* Given instruction:
Which of the lines below contain the word "foot"? Copy each of them in full, treating uppercase and lowercase letters as different.

#####

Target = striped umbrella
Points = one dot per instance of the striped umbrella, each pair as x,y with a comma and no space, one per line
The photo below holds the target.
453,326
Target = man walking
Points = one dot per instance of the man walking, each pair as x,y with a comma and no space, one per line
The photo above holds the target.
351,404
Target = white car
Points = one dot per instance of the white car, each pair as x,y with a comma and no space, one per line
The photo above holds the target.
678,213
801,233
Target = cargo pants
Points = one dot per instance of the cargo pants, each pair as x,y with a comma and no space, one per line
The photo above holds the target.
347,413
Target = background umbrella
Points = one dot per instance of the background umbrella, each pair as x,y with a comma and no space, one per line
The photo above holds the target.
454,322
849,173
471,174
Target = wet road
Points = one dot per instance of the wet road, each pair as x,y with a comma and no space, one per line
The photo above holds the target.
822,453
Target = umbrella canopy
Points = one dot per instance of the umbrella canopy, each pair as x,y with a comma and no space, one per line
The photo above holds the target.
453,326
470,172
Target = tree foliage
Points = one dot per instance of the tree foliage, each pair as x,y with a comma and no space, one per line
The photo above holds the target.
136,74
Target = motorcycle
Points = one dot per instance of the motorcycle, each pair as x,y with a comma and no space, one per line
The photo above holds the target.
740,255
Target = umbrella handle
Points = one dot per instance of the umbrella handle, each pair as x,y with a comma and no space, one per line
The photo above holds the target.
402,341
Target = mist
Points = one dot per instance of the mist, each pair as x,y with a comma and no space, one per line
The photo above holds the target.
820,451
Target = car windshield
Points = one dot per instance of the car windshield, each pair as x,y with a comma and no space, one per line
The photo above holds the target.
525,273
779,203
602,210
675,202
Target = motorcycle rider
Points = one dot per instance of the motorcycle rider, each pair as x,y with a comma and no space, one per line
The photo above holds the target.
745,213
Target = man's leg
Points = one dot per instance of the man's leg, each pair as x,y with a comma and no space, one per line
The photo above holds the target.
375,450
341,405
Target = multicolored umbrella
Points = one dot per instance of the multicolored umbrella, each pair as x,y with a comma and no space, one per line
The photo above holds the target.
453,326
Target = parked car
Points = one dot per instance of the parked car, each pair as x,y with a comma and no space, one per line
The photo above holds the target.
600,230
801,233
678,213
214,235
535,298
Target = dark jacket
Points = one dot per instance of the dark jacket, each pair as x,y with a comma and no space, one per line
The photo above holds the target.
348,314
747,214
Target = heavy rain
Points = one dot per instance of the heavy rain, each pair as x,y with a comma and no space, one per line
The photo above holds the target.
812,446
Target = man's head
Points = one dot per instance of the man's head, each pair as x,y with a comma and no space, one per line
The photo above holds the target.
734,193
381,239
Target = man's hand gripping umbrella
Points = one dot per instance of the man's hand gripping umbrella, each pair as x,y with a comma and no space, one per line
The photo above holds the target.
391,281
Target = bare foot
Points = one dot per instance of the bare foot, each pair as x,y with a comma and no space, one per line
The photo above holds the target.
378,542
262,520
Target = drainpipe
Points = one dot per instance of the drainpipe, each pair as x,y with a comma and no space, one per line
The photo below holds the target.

#####

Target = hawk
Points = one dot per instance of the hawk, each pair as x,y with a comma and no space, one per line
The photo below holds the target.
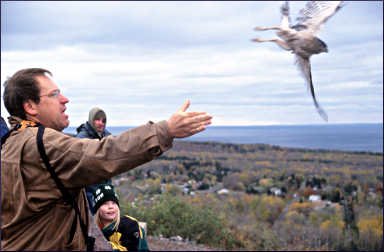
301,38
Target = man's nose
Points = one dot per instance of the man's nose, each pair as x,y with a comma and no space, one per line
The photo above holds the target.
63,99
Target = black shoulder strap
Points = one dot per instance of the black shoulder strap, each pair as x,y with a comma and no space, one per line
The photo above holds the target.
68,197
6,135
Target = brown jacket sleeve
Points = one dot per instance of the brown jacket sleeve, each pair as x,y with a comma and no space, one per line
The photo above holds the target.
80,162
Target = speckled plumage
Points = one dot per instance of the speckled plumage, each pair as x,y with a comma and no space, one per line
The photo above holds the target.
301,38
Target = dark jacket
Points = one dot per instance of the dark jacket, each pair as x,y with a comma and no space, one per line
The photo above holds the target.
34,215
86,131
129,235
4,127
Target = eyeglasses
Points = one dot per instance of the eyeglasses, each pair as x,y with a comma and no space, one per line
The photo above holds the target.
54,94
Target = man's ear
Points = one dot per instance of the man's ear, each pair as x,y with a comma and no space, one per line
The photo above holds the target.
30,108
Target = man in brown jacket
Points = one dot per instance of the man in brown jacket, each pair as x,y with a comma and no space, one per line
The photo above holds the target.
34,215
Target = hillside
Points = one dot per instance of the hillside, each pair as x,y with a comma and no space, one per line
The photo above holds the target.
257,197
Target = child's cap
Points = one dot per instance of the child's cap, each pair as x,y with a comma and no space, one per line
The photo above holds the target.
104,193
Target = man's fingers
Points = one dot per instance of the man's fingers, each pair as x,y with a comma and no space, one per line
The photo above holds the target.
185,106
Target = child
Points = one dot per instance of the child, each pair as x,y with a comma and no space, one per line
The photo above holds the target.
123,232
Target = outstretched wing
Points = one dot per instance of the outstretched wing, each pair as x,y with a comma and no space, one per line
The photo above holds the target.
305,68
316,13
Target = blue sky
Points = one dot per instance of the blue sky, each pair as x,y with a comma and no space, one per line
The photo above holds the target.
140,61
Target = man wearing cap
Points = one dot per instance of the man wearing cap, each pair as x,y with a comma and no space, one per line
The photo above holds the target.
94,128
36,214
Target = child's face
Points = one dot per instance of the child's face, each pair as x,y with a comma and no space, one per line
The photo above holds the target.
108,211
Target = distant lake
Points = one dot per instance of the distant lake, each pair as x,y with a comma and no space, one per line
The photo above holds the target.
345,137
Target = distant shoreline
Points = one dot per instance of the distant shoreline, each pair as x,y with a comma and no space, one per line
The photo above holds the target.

#####

* Complete answer:
Target = bare foot
Points = one dot per instance of the bare foot, each pair as x,y with a comma and no space, one per line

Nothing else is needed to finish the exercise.